▶ [Given request] Write the listing lines from the one containing "Could you please segment every instance of the gray" through the one containing "[[[69,116],[72,116],[73,114],[73,107],[71,106],[69,107]]]" as a JSON list of strings, with one string per line. Drop blank lines and leave the picture out.

(Segmentation dataset listing)

▼▼▼

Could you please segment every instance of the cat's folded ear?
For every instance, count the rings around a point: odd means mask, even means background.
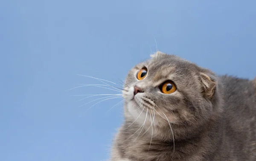
[[[211,78],[210,76],[209,76],[208,75],[202,73],[199,73],[199,77],[203,85],[203,93],[206,97],[211,98],[214,94],[216,88],[217,83],[215,80],[212,78]]]
[[[163,56],[165,55],[166,55],[166,54],[162,53],[160,51],[157,51],[154,54],[150,55],[150,57],[151,57],[151,58],[155,58],[157,57]]]

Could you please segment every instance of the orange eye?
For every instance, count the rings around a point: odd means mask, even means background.
[[[162,86],[162,92],[165,94],[171,94],[175,92],[176,88],[173,83],[168,82],[165,83]]]
[[[147,75],[147,73],[148,70],[147,69],[141,69],[137,74],[137,78],[140,80],[144,79]]]

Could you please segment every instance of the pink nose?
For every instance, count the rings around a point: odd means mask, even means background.
[[[136,86],[134,86],[134,94],[135,95],[139,92],[143,92],[143,90],[141,89]]]

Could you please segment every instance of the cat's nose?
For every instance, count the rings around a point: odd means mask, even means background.
[[[142,90],[142,89],[141,89],[141,88],[140,88],[135,85],[134,86],[134,94],[135,95],[139,92],[143,93],[143,90]]]

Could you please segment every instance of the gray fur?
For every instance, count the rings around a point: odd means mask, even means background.
[[[139,81],[143,67],[148,74]],[[167,80],[177,87],[170,94],[158,88]],[[125,84],[125,120],[111,161],[256,161],[256,79],[217,76],[158,52],[133,68]],[[144,92],[133,99],[135,85]]]

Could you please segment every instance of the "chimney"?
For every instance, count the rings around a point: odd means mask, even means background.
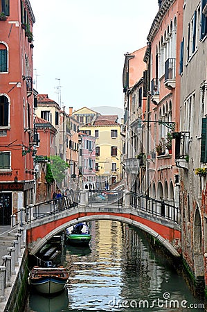
[[[69,116],[72,116],[73,114],[73,107],[71,106],[69,107]]]

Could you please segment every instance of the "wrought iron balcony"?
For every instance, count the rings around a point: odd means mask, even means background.
[[[125,162],[125,171],[127,173],[137,174],[139,171],[139,161],[137,158],[127,158]]]
[[[33,79],[32,77],[26,78],[27,96],[30,96],[33,92]]]
[[[165,63],[165,86],[169,89],[172,89],[175,88],[175,58],[168,58]]]
[[[151,81],[151,100],[154,104],[159,102],[159,80],[157,78]]]

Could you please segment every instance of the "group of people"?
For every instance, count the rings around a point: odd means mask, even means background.
[[[54,191],[53,194],[53,199],[60,198],[61,197],[62,197],[62,194],[61,193],[60,189]]]

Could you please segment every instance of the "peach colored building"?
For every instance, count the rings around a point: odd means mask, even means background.
[[[172,136],[179,125],[180,75],[177,64],[183,33],[183,2],[177,0],[160,3],[149,32],[145,56],[149,91],[144,123],[148,160],[143,191],[177,207],[179,187],[174,181],[178,170]],[[166,214],[163,209],[161,214]]]
[[[124,123],[121,134],[124,144],[123,162],[127,189],[139,192],[142,175],[145,168],[139,168],[138,155],[145,153],[143,136],[139,130],[140,122],[146,110],[146,92],[144,90],[144,77],[146,76],[146,64],[143,58],[146,46],[131,53],[125,54],[123,83],[125,93]]]
[[[35,128],[37,130],[37,156],[50,156],[55,155],[55,136],[56,129],[48,121],[35,117]]]
[[[12,2],[12,3],[11,3]],[[29,0],[1,1],[0,224],[34,201],[33,26]],[[3,19],[4,17],[4,19]]]

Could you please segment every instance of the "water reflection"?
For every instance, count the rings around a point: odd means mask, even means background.
[[[30,295],[29,306],[28,311],[37,312],[60,312],[66,311],[68,306],[68,297],[66,290],[55,296],[42,295],[37,293],[31,293]]]
[[[59,311],[204,311],[181,307],[183,300],[186,304],[199,302],[167,259],[152,250],[142,232],[118,222],[101,220],[91,223],[91,233],[89,248],[67,246],[62,253],[62,264],[69,279],[68,301],[60,299]],[[35,298],[30,296],[30,310],[26,311],[51,312],[48,301],[44,309],[33,309]],[[169,300],[175,304],[173,309]]]

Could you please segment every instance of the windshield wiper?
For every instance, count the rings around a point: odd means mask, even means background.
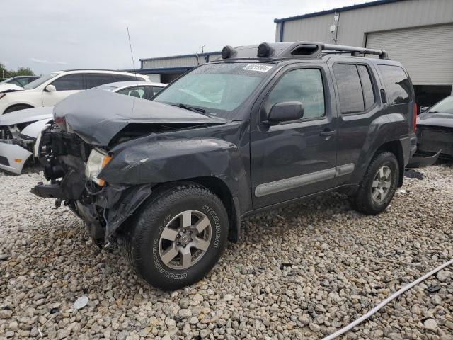
[[[185,108],[185,110],[190,110],[193,112],[200,112],[200,113],[206,113],[206,110],[200,108],[195,108],[195,106],[189,106],[188,105],[180,103],[179,104],[171,104],[173,106],[178,106],[178,108]]]

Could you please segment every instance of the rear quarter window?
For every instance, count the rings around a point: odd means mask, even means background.
[[[378,65],[385,84],[389,105],[404,104],[412,101],[412,84],[404,70],[396,65]]]

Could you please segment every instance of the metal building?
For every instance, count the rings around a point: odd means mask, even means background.
[[[222,57],[222,52],[140,59],[139,73],[148,74],[151,81],[169,83],[196,66]]]
[[[452,0],[379,0],[274,22],[277,42],[385,50],[408,69],[420,105],[453,93]]]

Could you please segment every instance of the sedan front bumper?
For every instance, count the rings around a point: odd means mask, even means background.
[[[20,175],[32,153],[16,144],[0,140],[0,169]]]

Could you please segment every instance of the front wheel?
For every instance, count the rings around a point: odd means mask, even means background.
[[[399,167],[395,155],[389,152],[377,154],[352,198],[352,205],[366,215],[384,211],[395,194],[398,176]]]
[[[134,225],[127,239],[132,268],[150,285],[168,290],[190,285],[208,273],[228,234],[222,201],[197,184],[157,192]]]

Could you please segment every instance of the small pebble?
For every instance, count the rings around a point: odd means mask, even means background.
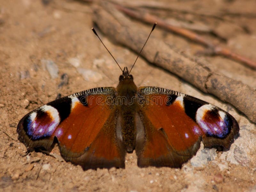
[[[46,163],[42,166],[42,169],[44,170],[49,170],[51,168],[51,165],[49,163]]]
[[[52,79],[58,77],[59,69],[58,66],[55,63],[51,60],[42,59],[41,60],[41,63],[42,65],[45,65],[46,68]]]
[[[96,59],[92,62],[93,67],[100,68],[105,63],[105,60],[103,59]]]
[[[17,172],[14,173],[13,176],[12,176],[12,179],[13,180],[18,180],[19,179],[19,177],[20,177],[20,173]]]
[[[223,181],[224,178],[220,173],[218,173],[214,176],[213,180],[216,183],[220,183]]]
[[[80,66],[80,60],[78,58],[73,57],[68,59],[68,62],[76,68]]]
[[[31,164],[28,165],[26,168],[25,168],[25,171],[26,172],[28,172],[28,171],[31,171],[33,169],[33,168],[34,168],[35,166],[35,164]]]
[[[53,17],[56,19],[59,19],[61,18],[60,12],[58,11],[55,11],[53,12]]]
[[[28,100],[25,99],[24,101],[23,101],[23,105],[24,106],[27,106],[29,104],[29,101]]]
[[[89,181],[90,180],[90,177],[85,177],[84,179],[84,180],[85,181],[87,182]]]
[[[27,79],[30,77],[29,72],[28,70],[25,71],[20,71],[20,78],[21,79]]]
[[[78,68],[77,71],[83,76],[86,81],[97,82],[103,78],[101,74],[90,69]]]
[[[31,159],[31,158],[30,157],[30,156],[28,155],[26,156],[26,159],[27,159],[27,161],[30,161],[30,160]]]

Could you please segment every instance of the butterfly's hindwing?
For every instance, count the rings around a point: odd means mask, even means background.
[[[63,158],[85,169],[123,167],[125,154],[116,134],[116,108],[105,103],[115,92],[114,88],[95,88],[36,109],[20,121],[19,139],[29,151],[50,150],[56,138]]]
[[[146,135],[137,146],[141,166],[178,167],[196,154],[202,139],[206,147],[228,148],[238,133],[234,117],[207,102],[159,87],[141,87],[138,92],[144,98],[141,119]],[[152,140],[162,146],[162,153],[150,146]]]

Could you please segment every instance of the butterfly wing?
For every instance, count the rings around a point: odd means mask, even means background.
[[[140,167],[180,167],[204,146],[229,148],[239,131],[229,114],[207,102],[177,92],[139,88],[136,153]]]
[[[117,112],[108,101],[115,93],[112,87],[95,88],[43,105],[20,120],[19,139],[29,151],[50,150],[57,139],[64,158],[84,169],[124,167],[125,152],[116,131]]]

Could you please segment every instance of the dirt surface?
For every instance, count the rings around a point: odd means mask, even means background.
[[[214,28],[226,40],[217,41],[256,60],[254,0],[180,2],[172,3],[176,8],[192,7],[194,12],[183,14],[174,12],[175,18],[190,23],[195,20]],[[202,146],[181,169],[139,168],[134,152],[127,155],[125,169],[86,171],[64,161],[57,147],[51,155],[26,153],[16,132],[24,115],[54,100],[60,93],[64,96],[93,87],[117,85],[121,71],[91,30],[92,7],[91,4],[82,1],[0,0],[0,191],[256,191],[255,124],[232,106],[203,94],[141,58],[132,73],[138,86],[157,86],[184,92],[216,105],[236,118],[240,135],[230,150],[216,152]],[[222,19],[207,15],[220,11],[228,14]],[[195,13],[203,11],[204,16]],[[171,18],[171,13],[161,12],[163,17]],[[141,26],[150,31],[151,26]],[[130,68],[136,54],[98,33],[120,65]],[[154,33],[190,55],[203,50],[160,29]],[[203,35],[216,39],[212,35]],[[201,59],[256,89],[255,71],[220,57],[201,56]],[[58,69],[56,77],[50,75],[49,71],[52,69],[47,68],[44,60],[56,64]],[[88,69],[94,76],[84,73]],[[61,78],[65,73],[68,79],[67,84]],[[64,83],[60,85],[61,82]]]

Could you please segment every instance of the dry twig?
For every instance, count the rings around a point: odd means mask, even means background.
[[[233,52],[227,48],[221,47],[215,45],[211,41],[204,38],[193,31],[173,26],[167,23],[164,20],[147,12],[142,12],[133,10],[120,5],[116,5],[116,7],[119,10],[132,17],[149,23],[154,23],[156,22],[158,26],[164,28],[198,43],[207,47],[208,50],[210,50],[210,53],[212,54],[222,55],[242,62],[252,68],[256,69],[256,62],[243,56]]]
[[[139,52],[148,31],[141,28],[138,30],[136,24],[116,11],[115,7],[106,2],[103,3],[104,9],[94,11],[94,21],[116,42]],[[210,64],[197,63],[181,55],[154,36],[150,37],[141,55],[149,62],[181,77],[204,92],[230,103],[256,123],[256,92],[247,85],[218,72]]]

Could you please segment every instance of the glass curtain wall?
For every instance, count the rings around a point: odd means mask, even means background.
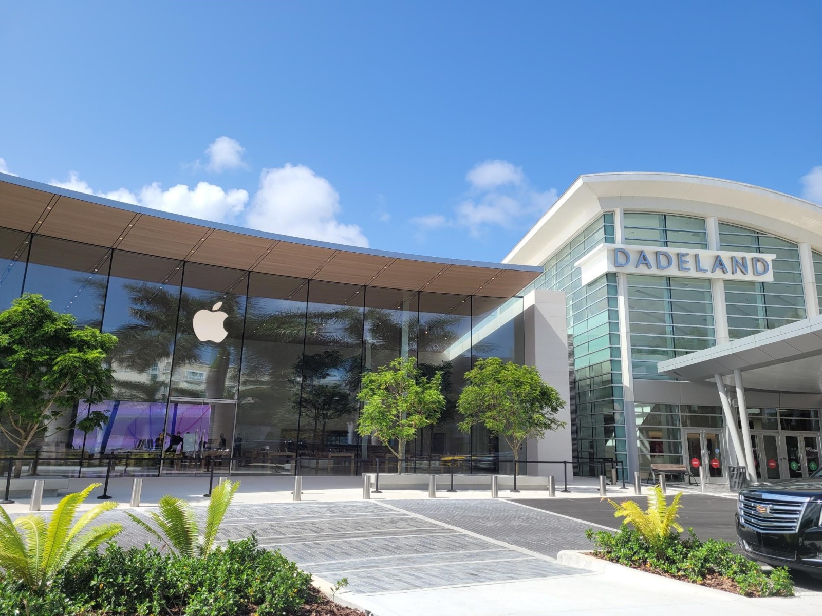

▲▲▲

▶ [Task response]
[
  "Could you please segment every instance of the gray fur?",
  "For every instance, count the rings around a point: odd means mask, even means background.",
  "[[[139,81],[143,67],[148,74]],[[167,80],[177,87],[170,94],[158,88]],[[125,84],[125,120],[111,161],[256,161],[256,79],[217,76],[158,52],[133,68]],[[144,92],[133,99],[135,85]]]",
  "Could you please segment every instance of the \"chimney\"?",
  "For every instance, count the rings around a point: odd means mask, even means background.",
  "[[[69,116],[72,116],[73,114],[73,107],[71,106],[69,107]]]"
]